TASK OBJECTIVE: Copy nothing but the lines below running from the line containing "the sputnik logo arrow" through the line containing "the number 12 on jersey", both end lines included.

Natural language region descriptions:
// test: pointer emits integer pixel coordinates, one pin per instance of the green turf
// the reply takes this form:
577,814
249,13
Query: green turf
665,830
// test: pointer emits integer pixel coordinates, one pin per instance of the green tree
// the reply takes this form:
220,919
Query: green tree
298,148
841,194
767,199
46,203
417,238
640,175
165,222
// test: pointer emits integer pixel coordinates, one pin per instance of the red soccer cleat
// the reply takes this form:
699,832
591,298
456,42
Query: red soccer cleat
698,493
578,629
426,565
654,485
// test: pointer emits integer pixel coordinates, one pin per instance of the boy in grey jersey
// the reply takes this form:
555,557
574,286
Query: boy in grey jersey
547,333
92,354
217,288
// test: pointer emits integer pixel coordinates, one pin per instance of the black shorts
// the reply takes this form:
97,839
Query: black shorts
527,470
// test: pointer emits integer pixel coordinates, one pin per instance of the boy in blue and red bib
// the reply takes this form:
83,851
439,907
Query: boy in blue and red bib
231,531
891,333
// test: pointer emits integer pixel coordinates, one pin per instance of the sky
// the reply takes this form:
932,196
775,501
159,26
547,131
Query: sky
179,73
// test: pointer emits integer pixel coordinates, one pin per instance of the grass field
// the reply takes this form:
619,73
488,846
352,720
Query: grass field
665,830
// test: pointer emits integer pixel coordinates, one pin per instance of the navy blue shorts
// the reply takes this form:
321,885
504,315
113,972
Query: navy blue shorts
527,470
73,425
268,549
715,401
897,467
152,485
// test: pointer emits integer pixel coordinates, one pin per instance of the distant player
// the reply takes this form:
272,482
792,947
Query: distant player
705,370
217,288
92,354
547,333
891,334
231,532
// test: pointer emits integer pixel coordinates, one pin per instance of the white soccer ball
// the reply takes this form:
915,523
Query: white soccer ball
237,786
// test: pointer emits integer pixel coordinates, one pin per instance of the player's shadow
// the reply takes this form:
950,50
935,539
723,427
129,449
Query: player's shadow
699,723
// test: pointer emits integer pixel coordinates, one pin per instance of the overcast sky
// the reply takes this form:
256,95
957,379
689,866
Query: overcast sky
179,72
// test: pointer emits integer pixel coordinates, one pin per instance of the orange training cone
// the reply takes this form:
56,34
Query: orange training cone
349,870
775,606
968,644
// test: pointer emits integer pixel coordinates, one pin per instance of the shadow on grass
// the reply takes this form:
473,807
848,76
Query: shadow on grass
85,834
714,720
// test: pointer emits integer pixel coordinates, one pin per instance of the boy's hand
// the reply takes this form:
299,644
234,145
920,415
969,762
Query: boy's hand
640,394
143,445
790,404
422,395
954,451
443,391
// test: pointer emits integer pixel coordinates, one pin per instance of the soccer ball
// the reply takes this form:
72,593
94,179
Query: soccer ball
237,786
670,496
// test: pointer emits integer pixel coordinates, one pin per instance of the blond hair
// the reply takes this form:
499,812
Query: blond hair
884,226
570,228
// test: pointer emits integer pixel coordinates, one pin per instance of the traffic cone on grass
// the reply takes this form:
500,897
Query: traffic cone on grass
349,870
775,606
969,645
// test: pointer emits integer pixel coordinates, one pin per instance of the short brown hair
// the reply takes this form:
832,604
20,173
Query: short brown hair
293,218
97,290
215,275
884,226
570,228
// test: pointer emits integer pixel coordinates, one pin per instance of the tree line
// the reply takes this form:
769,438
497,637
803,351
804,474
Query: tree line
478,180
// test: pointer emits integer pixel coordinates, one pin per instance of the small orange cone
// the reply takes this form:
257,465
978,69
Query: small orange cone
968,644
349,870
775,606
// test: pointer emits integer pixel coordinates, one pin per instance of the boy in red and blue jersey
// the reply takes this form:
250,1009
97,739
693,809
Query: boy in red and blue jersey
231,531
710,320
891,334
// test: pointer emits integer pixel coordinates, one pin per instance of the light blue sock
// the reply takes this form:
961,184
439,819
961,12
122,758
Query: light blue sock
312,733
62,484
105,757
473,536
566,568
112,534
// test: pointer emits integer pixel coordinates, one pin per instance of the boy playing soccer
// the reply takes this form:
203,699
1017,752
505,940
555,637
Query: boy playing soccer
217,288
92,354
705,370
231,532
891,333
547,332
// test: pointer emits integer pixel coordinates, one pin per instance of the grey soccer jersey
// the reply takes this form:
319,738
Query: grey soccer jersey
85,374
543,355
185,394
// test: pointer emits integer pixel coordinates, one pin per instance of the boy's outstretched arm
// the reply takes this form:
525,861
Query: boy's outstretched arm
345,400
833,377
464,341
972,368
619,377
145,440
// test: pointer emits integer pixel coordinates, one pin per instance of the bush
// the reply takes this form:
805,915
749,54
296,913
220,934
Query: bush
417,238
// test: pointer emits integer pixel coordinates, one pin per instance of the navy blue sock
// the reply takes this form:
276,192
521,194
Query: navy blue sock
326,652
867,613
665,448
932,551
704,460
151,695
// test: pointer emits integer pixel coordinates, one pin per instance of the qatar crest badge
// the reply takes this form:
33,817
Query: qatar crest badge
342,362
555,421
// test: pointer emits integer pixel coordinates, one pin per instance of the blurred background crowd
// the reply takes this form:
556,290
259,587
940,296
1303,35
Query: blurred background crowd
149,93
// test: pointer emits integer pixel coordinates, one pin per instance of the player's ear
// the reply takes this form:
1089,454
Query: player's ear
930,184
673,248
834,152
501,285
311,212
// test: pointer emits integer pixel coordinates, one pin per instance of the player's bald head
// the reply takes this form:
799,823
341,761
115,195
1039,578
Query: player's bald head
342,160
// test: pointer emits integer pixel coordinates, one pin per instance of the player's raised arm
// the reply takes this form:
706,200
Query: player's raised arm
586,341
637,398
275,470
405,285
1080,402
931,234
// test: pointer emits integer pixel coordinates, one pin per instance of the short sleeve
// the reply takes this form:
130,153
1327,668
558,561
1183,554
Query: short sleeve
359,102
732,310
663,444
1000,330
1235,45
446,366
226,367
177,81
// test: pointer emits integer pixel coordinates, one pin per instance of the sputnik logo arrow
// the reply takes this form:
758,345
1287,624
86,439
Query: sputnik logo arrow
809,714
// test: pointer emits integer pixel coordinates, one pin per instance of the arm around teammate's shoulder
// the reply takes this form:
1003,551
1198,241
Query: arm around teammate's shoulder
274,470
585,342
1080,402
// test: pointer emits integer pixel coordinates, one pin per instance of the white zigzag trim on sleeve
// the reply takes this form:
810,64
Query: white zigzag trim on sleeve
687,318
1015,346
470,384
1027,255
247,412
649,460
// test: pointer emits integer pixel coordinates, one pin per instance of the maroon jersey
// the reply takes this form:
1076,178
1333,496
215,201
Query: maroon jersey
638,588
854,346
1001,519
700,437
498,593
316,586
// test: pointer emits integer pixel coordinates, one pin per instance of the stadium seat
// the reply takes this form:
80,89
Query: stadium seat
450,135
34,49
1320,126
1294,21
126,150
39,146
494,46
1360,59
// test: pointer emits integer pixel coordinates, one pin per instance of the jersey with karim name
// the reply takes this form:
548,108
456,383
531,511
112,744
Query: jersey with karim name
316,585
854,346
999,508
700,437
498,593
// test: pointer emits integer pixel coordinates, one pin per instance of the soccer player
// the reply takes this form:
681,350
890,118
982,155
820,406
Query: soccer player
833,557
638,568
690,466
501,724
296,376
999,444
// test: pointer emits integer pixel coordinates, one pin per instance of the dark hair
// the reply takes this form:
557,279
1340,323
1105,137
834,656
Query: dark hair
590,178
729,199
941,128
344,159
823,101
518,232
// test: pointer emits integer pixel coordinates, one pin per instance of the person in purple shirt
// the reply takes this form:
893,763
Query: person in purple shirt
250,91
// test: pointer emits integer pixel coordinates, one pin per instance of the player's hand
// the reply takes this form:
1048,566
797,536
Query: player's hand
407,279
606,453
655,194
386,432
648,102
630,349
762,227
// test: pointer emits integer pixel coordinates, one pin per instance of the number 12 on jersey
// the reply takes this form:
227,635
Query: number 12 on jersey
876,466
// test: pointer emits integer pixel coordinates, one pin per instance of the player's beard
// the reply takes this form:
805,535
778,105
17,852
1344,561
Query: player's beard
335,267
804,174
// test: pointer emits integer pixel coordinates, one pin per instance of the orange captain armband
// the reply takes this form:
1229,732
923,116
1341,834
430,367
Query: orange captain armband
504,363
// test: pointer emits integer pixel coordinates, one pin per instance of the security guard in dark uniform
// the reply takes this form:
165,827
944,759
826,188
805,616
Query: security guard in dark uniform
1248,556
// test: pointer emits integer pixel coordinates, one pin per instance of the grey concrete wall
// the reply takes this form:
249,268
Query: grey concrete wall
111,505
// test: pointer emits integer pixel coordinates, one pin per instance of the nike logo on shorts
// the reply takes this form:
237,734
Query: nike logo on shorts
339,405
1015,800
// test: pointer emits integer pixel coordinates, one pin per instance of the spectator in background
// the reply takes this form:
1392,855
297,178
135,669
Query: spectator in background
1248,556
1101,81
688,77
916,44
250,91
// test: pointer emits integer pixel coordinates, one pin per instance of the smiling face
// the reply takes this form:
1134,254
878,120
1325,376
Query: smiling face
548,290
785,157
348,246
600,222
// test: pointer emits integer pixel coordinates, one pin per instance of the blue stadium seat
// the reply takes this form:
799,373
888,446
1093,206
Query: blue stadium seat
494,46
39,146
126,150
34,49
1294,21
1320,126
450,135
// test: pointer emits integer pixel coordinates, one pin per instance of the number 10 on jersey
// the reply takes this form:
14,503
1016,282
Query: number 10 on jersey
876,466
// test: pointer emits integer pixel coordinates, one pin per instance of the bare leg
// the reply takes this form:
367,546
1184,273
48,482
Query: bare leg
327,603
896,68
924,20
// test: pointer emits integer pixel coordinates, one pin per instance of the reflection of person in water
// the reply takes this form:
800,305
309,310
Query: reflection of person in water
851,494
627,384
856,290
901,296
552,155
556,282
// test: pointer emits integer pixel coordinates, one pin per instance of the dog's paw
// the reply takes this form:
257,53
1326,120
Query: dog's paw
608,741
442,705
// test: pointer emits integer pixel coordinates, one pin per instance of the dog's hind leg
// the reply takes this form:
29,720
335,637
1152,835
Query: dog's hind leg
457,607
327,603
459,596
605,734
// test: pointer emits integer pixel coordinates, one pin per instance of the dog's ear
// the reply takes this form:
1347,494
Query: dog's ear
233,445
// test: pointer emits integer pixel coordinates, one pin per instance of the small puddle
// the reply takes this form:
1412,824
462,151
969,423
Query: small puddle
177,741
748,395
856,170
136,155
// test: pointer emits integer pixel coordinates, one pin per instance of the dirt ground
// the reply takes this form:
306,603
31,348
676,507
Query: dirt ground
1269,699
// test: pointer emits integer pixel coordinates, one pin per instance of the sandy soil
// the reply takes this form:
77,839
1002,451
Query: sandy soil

TASK OUTPUT:
// test: pointer emits integer pixel coordinates, one pin per instance of the sputnik logo arrow
// the reply takes this form:
758,345
1287,624
86,439
Query: sputnik logo arrow
809,714
// test: pointer emits integer pixel coordinates, one pin per instance of the arm around teammate's shoulder
// the reply takes this form:
1003,551
1198,241
Query: arm around teammate's shoulder
274,470
585,342
1080,402
// test: pointer emits integer pixel coordinates, one pin per instance of the white zigzag trim on sleeve
// the reply takes this form:
810,64
Query: white zigzag trim on sleeve
687,318
1015,346
470,384
1027,255
247,412
649,460
// test: pointer emits integer pixel coordinates, one pin per instance of the maroon jersey
// the reply takes this form:
1076,178
1333,496
215,201
Query: maroon jersey
638,588
854,346
1001,519
700,437
498,593
316,586
// test: pointer emits integer pixel coordinates, one pin per instance of the stadium seat
// the reply takes this form:
80,89
Query: stadium seat
450,135
34,49
1320,126
1294,21
126,150
39,146
494,46
1360,59
// test: pointer emits integer pixel coordinates, one pin per instance of the jersey with karim name
// the reply takes this form:
548,108
456,383
531,511
112,744
Query: jersey with karim name
316,585
854,346
999,508
700,437
498,593
// test: pointer emits integer pixel coordinates, one pin per instance of the soccer player
// the reply takes this form:
681,350
890,118
982,155
820,406
Query: soccer player
833,557
638,568
690,466
501,724
296,376
999,444
// test: pointer emits integer pixel coordinates, one pin per instance of the dark hair
// the reply takes this form:
557,279
1340,323
1105,137
834,656
Query: dark hair
590,178
729,199
941,128
344,159
823,101
518,232
// test: pointer emits integer pixel coordinates, one pin per instance of the person in purple shirt
// the reply takes this form:
893,763
Query: person in purple shirt
250,91
// test: pointer emits integer pixel coordinates, one pin per instance of the player's hand
// the reply takes this form:
1048,566
797,536
Query: player's hand
407,279
606,453
655,194
386,432
648,102
630,349
762,227
// test: pointer emits integer pixel coordinates, one pin per instance of the number 12 on jersey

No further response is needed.